PASSAGE SHOWN:
=== Begin Enclosure ===

Even more confusing when you hear that the odds of catching a disease have increased by a %. In many ways odds can be more intuitive, but we're so used to working with simple probability that it's a total nightmare to wrap your head around at first.

[–] [email protected] 2 points 3 weeks ago

hopeful-weirdo just needs to be told to consider what increasing by 500% means and it'll click.

[–] [email protected] 2 points 3 weeks ago (2 children)

The different ways in which numbers slide up, down, sideways, diagonally.

Is the example in the post part of the fifth type of arithmetic?

  1. Addition +
  2. Subtraction -
  3. Multiplication x
  4. Division /
  5. Modulo %

The first time I learned about modulo as its' own branch of arithmetic was long out of school already, I had only hazily heard of it, on a PBS Nova documentary in the 1990s about Fermat's famous theorem and when it was proven after centuries of failed tries.

[–] [email protected] 7 points 3 weeks ago* (last edited 3 weeks ago)

No it's not modulo, it's how to talk about increasing a number by a percentage of the number.

[–] [email protected] 6 points 3 weeks ago* (last edited 3 weeks ago)

Yeah we just learned "by" was a standard term for multiplication. So increased by 80% was just 1.8 times whatever you started with. "Divide by" meaning multiply inversely

Language translating to artithmetic. I'm sure it doesn't always line up, as we change language quite often.

=== End Enclosure ===

WORK ITEM: Could you reproduce word for word the part of the percentage discussion starting at "The different ways" and ending at "of failed tries."?

SOURCE MATERIAL:
=== Begin Enclosure ===

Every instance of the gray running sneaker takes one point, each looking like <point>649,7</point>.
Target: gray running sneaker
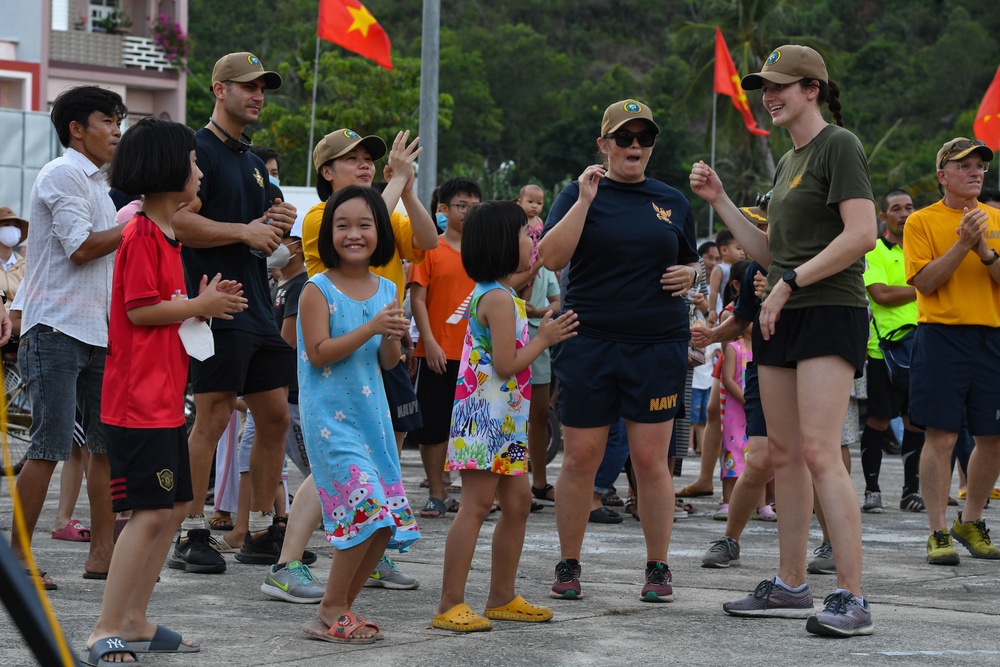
<point>293,583</point>
<point>724,552</point>
<point>823,563</point>
<point>772,601</point>
<point>873,502</point>
<point>388,575</point>
<point>842,616</point>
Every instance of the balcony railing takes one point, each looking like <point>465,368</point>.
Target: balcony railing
<point>107,50</point>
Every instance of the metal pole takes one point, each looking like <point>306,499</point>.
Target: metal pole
<point>312,118</point>
<point>711,211</point>
<point>429,55</point>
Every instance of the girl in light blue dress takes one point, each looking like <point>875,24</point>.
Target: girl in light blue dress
<point>349,326</point>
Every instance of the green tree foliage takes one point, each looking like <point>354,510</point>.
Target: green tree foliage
<point>524,83</point>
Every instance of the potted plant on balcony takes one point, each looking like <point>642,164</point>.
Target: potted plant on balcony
<point>169,36</point>
<point>117,22</point>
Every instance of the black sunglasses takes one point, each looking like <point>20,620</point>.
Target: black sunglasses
<point>623,138</point>
<point>958,147</point>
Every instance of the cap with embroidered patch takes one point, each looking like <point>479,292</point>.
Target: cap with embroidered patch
<point>622,112</point>
<point>340,142</point>
<point>958,148</point>
<point>242,67</point>
<point>788,64</point>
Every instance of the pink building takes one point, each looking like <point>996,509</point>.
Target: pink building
<point>47,46</point>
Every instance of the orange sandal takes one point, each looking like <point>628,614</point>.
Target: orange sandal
<point>519,609</point>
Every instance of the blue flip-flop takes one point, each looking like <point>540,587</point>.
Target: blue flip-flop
<point>94,656</point>
<point>164,640</point>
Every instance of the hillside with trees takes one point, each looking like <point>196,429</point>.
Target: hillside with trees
<point>524,82</point>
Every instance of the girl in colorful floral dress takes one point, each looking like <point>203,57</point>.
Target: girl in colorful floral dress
<point>488,439</point>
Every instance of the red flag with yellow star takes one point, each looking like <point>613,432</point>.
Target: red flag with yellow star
<point>727,82</point>
<point>987,123</point>
<point>349,24</point>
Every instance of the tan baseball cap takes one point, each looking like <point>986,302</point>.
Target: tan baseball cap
<point>788,64</point>
<point>958,148</point>
<point>7,215</point>
<point>342,141</point>
<point>242,67</point>
<point>622,112</point>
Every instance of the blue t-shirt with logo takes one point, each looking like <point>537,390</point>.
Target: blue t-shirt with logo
<point>633,233</point>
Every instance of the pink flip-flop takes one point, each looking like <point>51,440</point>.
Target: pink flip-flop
<point>73,532</point>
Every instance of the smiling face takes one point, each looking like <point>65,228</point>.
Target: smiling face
<point>963,184</point>
<point>241,102</point>
<point>627,165</point>
<point>354,235</point>
<point>356,167</point>
<point>97,140</point>
<point>785,102</point>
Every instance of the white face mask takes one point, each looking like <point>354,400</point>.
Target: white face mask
<point>10,236</point>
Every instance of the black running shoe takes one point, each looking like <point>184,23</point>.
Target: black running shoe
<point>265,548</point>
<point>195,554</point>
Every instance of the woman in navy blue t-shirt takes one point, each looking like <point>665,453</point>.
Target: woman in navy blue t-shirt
<point>629,241</point>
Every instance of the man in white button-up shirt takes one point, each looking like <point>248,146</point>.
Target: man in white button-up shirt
<point>67,295</point>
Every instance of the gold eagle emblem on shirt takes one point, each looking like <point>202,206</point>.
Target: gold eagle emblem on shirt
<point>663,214</point>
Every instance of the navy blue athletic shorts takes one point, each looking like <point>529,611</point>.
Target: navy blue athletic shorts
<point>953,373</point>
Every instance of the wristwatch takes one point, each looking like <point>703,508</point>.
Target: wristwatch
<point>789,277</point>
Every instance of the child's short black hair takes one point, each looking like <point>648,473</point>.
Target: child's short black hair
<point>458,186</point>
<point>385,248</point>
<point>153,156</point>
<point>491,240</point>
<point>78,103</point>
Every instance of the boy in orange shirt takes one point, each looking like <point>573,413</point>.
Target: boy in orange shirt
<point>439,294</point>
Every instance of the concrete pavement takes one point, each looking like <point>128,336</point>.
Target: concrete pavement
<point>923,614</point>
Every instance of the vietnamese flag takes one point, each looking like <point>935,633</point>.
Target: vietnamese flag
<point>727,82</point>
<point>987,123</point>
<point>349,24</point>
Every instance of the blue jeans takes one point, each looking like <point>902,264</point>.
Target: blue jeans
<point>62,374</point>
<point>615,454</point>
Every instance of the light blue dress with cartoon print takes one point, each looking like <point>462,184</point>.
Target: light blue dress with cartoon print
<point>348,430</point>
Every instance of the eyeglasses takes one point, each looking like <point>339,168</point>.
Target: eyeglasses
<point>960,146</point>
<point>623,138</point>
<point>965,167</point>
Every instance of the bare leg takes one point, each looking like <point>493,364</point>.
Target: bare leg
<point>478,489</point>
<point>102,519</point>
<point>270,415</point>
<point>70,479</point>
<point>648,445</point>
<point>538,431</point>
<point>508,539</point>
<point>584,448</point>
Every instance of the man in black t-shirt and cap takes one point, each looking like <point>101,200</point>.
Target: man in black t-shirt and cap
<point>230,228</point>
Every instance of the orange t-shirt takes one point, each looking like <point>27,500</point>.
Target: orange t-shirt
<point>449,291</point>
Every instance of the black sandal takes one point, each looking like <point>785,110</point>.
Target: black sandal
<point>543,493</point>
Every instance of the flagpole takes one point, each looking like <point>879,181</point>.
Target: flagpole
<point>312,118</point>
<point>429,66</point>
<point>711,211</point>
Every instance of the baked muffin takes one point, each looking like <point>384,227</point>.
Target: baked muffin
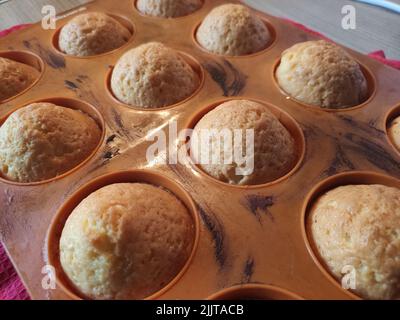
<point>322,74</point>
<point>168,8</point>
<point>274,147</point>
<point>42,140</point>
<point>359,226</point>
<point>92,33</point>
<point>394,132</point>
<point>232,29</point>
<point>153,76</point>
<point>15,77</point>
<point>126,241</point>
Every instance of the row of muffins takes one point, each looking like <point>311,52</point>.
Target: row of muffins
<point>354,225</point>
<point>315,72</point>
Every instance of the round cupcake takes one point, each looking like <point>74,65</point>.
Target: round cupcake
<point>168,8</point>
<point>15,77</point>
<point>232,29</point>
<point>394,132</point>
<point>42,140</point>
<point>153,76</point>
<point>359,226</point>
<point>274,147</point>
<point>322,74</point>
<point>126,241</point>
<point>92,33</point>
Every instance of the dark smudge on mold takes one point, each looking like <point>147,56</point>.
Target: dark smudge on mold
<point>215,227</point>
<point>373,152</point>
<point>71,85</point>
<point>259,205</point>
<point>52,59</point>
<point>248,270</point>
<point>339,162</point>
<point>231,80</point>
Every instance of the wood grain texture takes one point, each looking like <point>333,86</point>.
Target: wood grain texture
<point>376,28</point>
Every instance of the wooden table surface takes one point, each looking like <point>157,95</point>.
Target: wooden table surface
<point>375,28</point>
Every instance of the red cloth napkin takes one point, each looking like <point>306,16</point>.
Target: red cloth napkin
<point>11,287</point>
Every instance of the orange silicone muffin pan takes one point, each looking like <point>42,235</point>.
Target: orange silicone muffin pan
<point>251,241</point>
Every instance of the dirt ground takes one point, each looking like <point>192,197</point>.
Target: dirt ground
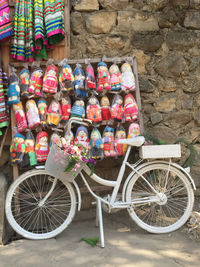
<point>125,245</point>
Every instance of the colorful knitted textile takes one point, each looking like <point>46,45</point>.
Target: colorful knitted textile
<point>38,25</point>
<point>5,23</point>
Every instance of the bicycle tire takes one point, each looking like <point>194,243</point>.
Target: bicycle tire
<point>23,211</point>
<point>164,219</point>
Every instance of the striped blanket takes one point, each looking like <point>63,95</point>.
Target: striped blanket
<point>5,23</point>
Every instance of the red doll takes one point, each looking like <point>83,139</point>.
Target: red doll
<point>130,108</point>
<point>117,108</point>
<point>105,109</point>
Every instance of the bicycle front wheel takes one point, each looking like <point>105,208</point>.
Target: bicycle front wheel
<point>175,207</point>
<point>33,220</point>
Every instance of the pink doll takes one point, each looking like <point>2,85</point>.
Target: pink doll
<point>66,108</point>
<point>32,114</point>
<point>24,77</point>
<point>66,78</point>
<point>120,134</point>
<point>117,108</point>
<point>93,110</point>
<point>42,107</point>
<point>90,77</point>
<point>108,142</point>
<point>82,137</point>
<point>50,81</point>
<point>36,80</point>
<point>42,147</point>
<point>130,108</point>
<point>20,117</point>
<point>128,79</point>
<point>115,78</point>
<point>103,77</point>
<point>54,113</point>
<point>133,130</point>
<point>105,109</point>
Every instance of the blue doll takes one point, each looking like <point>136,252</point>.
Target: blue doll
<point>13,90</point>
<point>96,145</point>
<point>78,109</point>
<point>79,82</point>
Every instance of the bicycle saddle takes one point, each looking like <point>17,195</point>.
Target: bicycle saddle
<point>136,141</point>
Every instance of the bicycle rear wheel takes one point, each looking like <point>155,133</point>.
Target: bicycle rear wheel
<point>26,214</point>
<point>173,210</point>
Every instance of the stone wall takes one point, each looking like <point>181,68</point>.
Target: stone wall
<point>164,35</point>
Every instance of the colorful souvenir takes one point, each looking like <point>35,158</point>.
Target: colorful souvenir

=== End Enclosure ===

ANSWER BOX:
The different ways in which numbers slide up, down, sideways, diagonally.

Is the example in the post part of the fifth type of arithmetic?

  1. Addition +
  2. Subtraction -
  3. Multiplication x
  4. Division /
  5. Modulo %

The first time I learned about modulo as its' own branch of arithmetic was long out of school already, I had only hazily heard of it, on a PBS Nova documentary in the 1990s about Fermat's famous theorem and when it was proven after centuries of failed tries.